=== Task directions ===
Summarize the EUR/USD market commentary below in two sentences.

=== Text under study ===
++++++++++

Throughout last week's trading, the EUR/USD was under downward pressure pushing it towards the 1.0726 support, the lowest in a month before closing trading around the 1.0765 level, and settling around the 1.0825 level at the time of writing. The European single currency did not find any support to stop the losses. This week, the pair will interact a lot with the announcement of the monetary policy of both the US Federal Reserve and the European Central Bank. Losses were recently stopped, albeit temporarily, in light of the declines in the yields of Italian and Spanish government bonds, which rose earlier in the past week and which were tantamount to headwinds to the Euro.
Extension of EUR/USD losses this week may require a supportive environment for other risk assets such as stocks and commodities, although it may be possible that some countries are increasingly seeking to reopen their economies from the closures caused by the Corona virus. This is because the number of new daily cases discovered in major economies is still on a downward path.

++++++++++

=== Information provided ===
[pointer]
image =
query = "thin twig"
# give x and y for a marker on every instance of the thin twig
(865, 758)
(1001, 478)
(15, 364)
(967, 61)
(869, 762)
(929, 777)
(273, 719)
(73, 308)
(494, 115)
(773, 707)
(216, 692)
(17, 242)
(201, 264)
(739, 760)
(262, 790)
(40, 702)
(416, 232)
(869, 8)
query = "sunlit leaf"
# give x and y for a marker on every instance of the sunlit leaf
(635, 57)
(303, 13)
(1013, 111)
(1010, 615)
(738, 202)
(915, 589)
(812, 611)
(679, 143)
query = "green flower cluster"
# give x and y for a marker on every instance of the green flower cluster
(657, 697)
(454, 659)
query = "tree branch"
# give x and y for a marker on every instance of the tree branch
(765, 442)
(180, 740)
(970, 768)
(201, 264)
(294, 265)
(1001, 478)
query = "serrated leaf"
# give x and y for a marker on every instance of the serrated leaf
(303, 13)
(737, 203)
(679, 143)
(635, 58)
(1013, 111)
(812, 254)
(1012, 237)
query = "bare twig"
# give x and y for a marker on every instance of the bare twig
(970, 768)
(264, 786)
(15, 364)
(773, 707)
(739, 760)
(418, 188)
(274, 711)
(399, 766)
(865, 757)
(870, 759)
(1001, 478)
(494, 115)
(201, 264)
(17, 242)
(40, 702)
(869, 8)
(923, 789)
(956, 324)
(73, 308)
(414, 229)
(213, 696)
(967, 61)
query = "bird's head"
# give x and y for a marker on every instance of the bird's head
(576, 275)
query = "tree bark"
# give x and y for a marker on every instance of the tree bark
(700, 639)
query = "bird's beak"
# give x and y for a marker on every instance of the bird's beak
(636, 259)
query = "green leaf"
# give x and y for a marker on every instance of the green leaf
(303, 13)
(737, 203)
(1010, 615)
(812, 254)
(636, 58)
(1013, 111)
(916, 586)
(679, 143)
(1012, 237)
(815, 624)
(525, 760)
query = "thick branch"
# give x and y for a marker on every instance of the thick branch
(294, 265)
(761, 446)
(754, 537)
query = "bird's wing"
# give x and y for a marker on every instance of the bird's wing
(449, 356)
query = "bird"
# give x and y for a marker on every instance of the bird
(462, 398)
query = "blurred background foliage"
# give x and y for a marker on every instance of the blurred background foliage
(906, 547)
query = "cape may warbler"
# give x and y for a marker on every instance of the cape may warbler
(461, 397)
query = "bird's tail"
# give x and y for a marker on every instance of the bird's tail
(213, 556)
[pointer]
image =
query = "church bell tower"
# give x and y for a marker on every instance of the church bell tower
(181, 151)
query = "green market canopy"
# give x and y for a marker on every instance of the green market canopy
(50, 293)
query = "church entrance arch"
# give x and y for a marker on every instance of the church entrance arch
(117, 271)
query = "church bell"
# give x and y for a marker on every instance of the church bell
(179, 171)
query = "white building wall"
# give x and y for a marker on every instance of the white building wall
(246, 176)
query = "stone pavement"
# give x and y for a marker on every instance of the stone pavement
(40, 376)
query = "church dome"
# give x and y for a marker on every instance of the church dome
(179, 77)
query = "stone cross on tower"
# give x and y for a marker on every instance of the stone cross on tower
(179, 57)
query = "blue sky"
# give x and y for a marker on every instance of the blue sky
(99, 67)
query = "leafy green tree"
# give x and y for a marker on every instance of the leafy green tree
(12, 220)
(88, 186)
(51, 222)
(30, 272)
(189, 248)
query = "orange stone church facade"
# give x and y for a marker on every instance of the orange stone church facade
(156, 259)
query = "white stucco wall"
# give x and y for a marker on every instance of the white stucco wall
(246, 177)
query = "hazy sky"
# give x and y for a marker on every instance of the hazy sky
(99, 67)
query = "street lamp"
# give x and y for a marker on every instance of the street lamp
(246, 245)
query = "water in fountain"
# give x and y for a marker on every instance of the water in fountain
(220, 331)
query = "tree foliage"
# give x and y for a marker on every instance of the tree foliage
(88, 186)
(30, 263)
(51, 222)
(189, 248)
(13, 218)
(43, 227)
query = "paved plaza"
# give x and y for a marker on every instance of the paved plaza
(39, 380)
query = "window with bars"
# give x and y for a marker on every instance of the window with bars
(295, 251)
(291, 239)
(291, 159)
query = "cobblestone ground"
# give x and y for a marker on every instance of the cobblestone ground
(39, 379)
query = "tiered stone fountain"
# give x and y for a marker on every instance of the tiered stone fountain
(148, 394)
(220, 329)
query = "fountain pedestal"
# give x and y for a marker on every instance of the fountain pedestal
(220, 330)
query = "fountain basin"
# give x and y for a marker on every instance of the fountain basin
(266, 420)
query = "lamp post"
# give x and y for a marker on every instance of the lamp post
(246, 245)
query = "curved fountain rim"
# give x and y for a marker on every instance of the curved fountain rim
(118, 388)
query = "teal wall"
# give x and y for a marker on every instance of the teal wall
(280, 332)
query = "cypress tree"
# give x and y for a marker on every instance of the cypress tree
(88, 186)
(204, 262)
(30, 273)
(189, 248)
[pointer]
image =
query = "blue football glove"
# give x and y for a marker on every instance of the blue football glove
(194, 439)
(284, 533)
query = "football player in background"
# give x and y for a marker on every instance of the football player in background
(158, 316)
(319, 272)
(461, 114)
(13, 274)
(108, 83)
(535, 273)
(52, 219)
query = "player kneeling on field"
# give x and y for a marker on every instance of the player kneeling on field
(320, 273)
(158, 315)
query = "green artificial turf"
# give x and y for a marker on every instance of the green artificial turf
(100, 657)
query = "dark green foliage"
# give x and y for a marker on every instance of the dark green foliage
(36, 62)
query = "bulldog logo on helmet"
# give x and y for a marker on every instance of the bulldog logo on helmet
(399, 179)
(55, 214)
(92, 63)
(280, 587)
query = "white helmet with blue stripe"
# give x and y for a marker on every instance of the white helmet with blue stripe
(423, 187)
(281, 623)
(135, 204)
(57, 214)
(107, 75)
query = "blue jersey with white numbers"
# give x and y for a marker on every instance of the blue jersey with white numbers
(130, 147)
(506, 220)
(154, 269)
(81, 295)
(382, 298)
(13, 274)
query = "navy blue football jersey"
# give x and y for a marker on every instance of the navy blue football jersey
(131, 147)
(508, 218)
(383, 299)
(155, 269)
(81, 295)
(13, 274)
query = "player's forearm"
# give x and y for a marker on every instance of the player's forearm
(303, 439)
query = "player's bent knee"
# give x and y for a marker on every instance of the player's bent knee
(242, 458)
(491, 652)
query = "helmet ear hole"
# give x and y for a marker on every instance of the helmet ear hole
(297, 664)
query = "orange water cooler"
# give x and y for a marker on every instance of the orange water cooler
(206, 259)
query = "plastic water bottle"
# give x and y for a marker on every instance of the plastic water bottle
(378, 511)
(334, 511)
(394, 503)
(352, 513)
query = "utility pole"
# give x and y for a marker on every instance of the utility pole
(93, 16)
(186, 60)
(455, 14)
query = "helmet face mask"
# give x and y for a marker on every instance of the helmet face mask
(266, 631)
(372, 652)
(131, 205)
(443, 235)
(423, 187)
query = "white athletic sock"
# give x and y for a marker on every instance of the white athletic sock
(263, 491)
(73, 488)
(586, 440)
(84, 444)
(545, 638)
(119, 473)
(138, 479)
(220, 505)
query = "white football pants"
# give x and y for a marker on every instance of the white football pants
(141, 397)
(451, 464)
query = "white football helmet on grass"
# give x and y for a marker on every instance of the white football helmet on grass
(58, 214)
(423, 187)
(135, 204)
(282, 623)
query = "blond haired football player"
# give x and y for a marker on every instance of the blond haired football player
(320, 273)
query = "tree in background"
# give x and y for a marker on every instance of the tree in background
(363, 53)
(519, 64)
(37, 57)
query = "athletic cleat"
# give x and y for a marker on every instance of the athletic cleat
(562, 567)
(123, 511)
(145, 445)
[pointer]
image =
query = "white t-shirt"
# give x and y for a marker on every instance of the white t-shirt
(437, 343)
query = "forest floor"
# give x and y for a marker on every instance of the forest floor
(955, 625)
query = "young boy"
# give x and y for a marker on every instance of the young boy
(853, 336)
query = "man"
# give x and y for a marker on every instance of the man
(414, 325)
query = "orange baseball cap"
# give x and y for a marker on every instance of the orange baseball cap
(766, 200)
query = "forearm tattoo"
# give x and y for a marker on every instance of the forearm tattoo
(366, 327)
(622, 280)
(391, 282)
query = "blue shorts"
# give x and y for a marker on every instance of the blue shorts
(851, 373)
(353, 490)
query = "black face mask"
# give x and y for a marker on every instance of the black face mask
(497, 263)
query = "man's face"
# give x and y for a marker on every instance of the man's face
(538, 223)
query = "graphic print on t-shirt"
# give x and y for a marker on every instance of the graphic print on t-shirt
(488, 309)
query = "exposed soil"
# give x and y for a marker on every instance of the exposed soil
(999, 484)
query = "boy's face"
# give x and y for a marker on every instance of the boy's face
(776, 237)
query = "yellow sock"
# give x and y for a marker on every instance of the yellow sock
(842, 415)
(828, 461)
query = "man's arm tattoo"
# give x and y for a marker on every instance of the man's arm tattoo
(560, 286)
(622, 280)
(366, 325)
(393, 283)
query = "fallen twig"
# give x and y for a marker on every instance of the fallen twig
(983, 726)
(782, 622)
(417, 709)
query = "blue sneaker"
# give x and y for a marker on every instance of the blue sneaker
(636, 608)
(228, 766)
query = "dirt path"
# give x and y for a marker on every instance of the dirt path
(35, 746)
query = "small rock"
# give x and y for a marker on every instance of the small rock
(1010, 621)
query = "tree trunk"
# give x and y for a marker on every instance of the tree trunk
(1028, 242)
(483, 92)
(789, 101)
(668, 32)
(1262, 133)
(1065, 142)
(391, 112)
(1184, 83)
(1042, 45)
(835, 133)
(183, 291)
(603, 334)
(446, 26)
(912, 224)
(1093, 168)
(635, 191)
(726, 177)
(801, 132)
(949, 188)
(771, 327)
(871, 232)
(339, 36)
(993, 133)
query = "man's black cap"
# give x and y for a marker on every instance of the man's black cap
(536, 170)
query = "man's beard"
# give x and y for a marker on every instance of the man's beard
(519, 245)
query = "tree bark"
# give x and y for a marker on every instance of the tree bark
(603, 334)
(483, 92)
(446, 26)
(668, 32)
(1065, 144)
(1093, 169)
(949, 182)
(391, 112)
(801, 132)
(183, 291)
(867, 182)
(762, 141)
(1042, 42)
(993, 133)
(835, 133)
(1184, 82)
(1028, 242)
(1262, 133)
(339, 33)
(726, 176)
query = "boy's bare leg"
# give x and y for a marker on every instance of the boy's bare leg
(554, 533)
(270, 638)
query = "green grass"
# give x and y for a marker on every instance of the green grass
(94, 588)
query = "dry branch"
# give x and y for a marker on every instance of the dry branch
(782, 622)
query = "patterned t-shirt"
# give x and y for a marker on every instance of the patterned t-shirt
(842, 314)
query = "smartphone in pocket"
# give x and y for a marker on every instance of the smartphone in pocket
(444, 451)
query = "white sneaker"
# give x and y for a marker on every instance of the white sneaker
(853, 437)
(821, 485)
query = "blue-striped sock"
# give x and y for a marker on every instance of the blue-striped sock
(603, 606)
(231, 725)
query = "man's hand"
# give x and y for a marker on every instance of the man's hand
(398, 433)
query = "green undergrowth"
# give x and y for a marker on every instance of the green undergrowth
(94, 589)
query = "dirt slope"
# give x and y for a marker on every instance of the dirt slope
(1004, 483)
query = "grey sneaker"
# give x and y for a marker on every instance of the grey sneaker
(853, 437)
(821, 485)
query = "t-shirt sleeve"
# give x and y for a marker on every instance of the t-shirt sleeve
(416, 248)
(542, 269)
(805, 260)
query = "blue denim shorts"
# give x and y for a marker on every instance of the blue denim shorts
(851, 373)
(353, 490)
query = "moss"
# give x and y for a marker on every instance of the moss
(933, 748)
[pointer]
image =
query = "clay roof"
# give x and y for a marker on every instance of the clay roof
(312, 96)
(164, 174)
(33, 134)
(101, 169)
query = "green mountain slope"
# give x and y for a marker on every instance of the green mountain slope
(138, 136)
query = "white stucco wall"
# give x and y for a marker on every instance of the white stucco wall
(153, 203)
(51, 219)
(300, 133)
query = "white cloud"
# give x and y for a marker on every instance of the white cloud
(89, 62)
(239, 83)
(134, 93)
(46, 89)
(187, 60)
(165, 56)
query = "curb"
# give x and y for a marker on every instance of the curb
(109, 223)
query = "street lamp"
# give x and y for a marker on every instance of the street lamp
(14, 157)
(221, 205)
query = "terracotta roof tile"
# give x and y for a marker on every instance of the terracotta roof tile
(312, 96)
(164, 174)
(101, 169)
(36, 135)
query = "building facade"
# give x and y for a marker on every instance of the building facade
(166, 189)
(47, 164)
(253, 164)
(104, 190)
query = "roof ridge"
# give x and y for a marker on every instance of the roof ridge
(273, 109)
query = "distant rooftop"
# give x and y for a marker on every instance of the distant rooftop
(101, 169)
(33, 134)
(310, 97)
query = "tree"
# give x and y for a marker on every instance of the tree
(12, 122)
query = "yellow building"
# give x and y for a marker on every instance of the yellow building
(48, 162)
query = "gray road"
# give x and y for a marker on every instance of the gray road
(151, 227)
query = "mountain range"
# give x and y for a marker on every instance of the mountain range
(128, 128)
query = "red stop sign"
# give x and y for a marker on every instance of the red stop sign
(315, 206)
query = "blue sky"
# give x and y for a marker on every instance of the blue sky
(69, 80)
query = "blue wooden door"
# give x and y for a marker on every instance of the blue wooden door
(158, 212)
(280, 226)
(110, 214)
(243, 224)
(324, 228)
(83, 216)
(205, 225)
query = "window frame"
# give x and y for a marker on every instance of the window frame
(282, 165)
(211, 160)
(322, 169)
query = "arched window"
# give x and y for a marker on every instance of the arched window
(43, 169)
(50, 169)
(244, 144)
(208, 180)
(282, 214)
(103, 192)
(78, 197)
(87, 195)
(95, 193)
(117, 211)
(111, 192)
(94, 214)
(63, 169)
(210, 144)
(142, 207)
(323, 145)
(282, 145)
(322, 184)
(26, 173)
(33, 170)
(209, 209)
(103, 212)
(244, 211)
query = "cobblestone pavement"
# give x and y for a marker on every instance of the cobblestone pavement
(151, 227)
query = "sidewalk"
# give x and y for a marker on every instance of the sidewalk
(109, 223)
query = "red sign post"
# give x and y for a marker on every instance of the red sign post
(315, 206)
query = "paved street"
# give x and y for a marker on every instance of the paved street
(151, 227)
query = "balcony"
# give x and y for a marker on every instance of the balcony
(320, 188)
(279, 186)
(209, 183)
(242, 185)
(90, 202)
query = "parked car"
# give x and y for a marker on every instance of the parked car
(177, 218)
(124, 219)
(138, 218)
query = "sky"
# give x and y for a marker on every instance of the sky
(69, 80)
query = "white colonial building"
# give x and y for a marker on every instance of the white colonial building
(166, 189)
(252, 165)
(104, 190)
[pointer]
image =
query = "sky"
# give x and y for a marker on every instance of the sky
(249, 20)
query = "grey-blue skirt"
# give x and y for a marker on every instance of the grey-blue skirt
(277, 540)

++++++++++

=== Response to the exercise ===
Last week the EUR/USD came under downward pressure toward the 1.0726 support, its lowest in a month, and the euro found no support to stop the losses, although they were recently halted temporarily as yields on Italian and Spanish government bonds declined. This week the pair will interact a lot with the monetary policy announcements of both the US Federal Reserve and the European Central Bank.